# Tasks to carry out:
#1 In the article about Leksie Boese, in what month and year did she join the North Dakota Air National Guard?
#2 Reproduce the part of the article about Leksie Boese that opens with the words "Boese will start" and closes with "she recently earned.".

**** Text section ****

Leksie Boese is no stranger to fighting for her place.
Born with a hole in her heart, the now 25-year-old needed a feeding tube for four months as a baby to grow strong enough for open-heart surgery.
When Boese wanted to join the military in 2017, she had to fight for that too.
“I just thought it would be super cool to serve and give back to our country,” said Boese, who lives in Bismarck, North Dakota. “It actually took me three years to get into the military because I have some medical stuff that I had to get cleared.
“I tried to get into the Army and they just flat-out refused me.”
Finally, after proving herself physically and medically, Boese joined the ranks of the North Dakota Air National Guard in February of 2020.
“I swore in and then a bunch of stuff got cancelled. So, then I had to wait a long time before I could actually leave for all the training because of COVID,” said Boese, who works in aviation resource management.
With several years under her belt now, the senior airman with the 119th Wing out of Fargo is happy to be serving her community.
“Just helping other people is what I thrive off of,” Boese said.
That’s why she’s also studying for her master’s in speech-language pathology at the University of Mary.
Speech-language pathology ‘fascinating and rewarding’
A passion for special education combined with watching her grandma recover from a stroke six years ago has led to a career path.
“I sat in with her on all the speech therapy. Relearning how to eat, relearning how to talk. Relearning all those different things. I just thought that was so fascinating and rewarding,” Boese said.
Boese will start a 15-week internship with Sanford Health’s speech-language pathology team in Bismarck at the beginning of 2024. Then in April, she’ll graduate with her master’s degree.
“My big thing right now is finding a job that can help me pay off my student loans,” Boese said.
“I definitely am very thankful for the scholarship.”
The scholarship Boese is referring to is the Sanford Health Military and Veteran Scholarship she recently earned.
“When I saw that it was $5,000, I was like whoa!” Boese said.
Sanford supports military, veterans with annual scholarship
The scholarship honors those who have furthered their own progress and enriched the lives of others, especially in service, academics and community involvement.
“Sanford Health always believes in the investment of educating our future leaders and recognizing those who have or are currently serving in the military,” said retired U.S. Navy Capt. Paul Weckman, Sanford Health head of military and veteran affairs.

**** Available data ****

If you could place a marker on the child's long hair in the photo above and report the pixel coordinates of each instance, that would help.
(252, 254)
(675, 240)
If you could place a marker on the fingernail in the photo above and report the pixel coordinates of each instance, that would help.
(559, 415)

****

# Answers to the exercises:
#1 February 2020

#2
Boese will start a 15-week internship with Sanford Health’s speech-language pathology team in Bismarck at the beginning of 2024. Then in April, she’ll graduate with her master’s degree.
“My big thing right now is finding a job that can help me pay off my student loans,” Boese said.
“I definitely am very thankful for the scholarship.”
The scholarship Boese is referring to is the Sanford Health Military and Veteran Scholarship she recently earned.